**ACTIVITY:** Below are entries; output exactly the lines from the one with "Target: white flower hair ornament" to the one with "Target: yellow ruffled dress", both included, and nothing else.

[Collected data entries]
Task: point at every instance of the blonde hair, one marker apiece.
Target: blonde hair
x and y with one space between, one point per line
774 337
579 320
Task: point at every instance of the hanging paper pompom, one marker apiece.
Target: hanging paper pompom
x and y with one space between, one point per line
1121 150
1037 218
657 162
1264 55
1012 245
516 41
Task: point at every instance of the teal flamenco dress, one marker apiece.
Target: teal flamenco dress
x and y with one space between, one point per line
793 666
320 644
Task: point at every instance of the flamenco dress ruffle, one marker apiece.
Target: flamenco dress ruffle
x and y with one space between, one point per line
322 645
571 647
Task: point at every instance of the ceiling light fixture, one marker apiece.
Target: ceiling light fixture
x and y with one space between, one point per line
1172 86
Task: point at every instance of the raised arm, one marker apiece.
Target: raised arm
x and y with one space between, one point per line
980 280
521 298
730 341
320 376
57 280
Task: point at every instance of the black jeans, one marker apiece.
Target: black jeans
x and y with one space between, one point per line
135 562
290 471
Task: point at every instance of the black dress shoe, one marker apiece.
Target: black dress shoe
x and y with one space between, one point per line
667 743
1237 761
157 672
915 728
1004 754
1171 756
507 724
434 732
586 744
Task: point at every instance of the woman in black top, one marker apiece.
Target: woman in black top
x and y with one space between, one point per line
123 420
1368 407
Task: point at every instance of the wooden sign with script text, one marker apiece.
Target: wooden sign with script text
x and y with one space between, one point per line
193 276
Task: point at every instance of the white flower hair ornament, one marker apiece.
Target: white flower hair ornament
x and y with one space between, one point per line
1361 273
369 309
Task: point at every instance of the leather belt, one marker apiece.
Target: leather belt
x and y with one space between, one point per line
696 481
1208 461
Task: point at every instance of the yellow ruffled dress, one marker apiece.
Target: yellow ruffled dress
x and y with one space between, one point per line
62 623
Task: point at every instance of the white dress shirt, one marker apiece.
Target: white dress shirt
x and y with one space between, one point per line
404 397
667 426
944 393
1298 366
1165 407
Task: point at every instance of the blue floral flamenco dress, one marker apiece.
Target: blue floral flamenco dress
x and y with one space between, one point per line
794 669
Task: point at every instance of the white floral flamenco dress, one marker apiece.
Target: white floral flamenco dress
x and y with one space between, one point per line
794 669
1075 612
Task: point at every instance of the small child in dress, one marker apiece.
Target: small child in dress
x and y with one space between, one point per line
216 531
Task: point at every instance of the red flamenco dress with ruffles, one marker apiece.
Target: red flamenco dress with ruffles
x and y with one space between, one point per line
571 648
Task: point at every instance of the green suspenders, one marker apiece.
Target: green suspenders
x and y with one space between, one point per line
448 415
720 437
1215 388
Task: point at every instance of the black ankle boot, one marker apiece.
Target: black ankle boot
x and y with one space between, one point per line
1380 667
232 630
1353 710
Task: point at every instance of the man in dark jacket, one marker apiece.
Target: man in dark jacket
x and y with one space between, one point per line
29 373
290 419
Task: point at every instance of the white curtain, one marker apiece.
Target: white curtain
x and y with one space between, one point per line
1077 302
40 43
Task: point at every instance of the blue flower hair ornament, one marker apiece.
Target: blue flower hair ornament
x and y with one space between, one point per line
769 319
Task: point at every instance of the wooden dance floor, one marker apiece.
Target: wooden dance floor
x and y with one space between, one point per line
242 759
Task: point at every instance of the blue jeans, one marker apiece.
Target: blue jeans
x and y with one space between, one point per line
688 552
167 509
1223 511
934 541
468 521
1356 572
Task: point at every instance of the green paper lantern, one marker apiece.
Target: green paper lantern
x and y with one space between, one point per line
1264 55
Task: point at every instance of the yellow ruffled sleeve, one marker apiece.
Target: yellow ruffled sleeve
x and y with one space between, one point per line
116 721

---

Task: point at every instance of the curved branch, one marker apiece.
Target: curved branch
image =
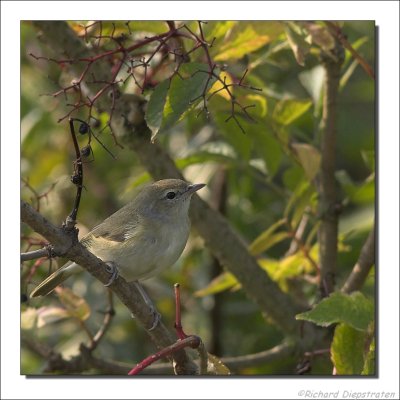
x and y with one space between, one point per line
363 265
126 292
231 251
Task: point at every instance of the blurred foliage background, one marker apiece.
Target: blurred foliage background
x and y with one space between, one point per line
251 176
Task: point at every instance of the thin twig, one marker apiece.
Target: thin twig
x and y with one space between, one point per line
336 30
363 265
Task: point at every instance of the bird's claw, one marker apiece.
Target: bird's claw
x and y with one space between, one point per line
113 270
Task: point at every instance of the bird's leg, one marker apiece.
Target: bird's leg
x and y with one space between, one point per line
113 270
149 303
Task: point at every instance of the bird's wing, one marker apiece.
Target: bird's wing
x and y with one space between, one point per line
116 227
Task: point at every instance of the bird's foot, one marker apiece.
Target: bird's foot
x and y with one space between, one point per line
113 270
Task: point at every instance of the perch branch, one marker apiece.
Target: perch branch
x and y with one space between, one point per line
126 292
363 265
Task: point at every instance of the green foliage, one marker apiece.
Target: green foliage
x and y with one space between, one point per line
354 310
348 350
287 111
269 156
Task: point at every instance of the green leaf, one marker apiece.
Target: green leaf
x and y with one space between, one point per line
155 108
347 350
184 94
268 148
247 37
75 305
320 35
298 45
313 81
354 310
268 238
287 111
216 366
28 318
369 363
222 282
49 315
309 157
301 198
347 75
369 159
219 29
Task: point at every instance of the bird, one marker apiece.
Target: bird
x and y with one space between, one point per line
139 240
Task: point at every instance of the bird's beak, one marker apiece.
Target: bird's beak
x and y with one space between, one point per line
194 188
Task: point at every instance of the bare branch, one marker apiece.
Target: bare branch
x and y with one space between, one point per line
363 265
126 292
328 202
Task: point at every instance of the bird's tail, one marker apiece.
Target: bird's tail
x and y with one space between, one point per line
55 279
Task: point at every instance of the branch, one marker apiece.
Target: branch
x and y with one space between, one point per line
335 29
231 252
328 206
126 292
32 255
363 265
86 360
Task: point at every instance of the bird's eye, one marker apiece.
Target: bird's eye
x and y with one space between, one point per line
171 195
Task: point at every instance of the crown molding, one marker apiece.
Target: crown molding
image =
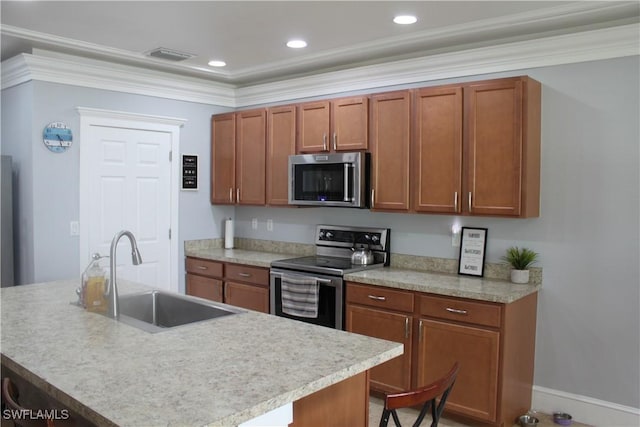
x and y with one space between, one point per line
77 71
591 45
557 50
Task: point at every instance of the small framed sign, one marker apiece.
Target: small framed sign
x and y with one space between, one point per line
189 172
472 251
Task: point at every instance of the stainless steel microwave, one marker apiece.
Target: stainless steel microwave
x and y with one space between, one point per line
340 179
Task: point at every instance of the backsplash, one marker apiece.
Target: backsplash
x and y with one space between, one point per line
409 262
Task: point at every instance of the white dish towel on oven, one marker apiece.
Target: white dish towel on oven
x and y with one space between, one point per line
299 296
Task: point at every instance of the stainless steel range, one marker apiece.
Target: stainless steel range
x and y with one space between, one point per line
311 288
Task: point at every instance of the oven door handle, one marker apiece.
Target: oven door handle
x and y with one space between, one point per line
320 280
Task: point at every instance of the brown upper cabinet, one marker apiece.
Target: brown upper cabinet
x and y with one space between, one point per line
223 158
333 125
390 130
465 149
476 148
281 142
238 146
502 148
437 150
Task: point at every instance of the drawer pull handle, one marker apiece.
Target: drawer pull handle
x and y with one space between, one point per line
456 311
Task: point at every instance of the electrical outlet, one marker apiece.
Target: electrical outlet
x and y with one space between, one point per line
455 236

**RESPONSE TO THIS TASK:**
Target: white flower hair ornament
x and y with one space between, one point per line
1361 273
369 309
Task: point at every instance of the leather belt, one marker apiece.
Target: leather belt
x and y with one space between, one point per line
696 481
1208 461
Task: point at every instance of the yellow ruffled dress, one marker apiece.
Target: yellow ruffled dress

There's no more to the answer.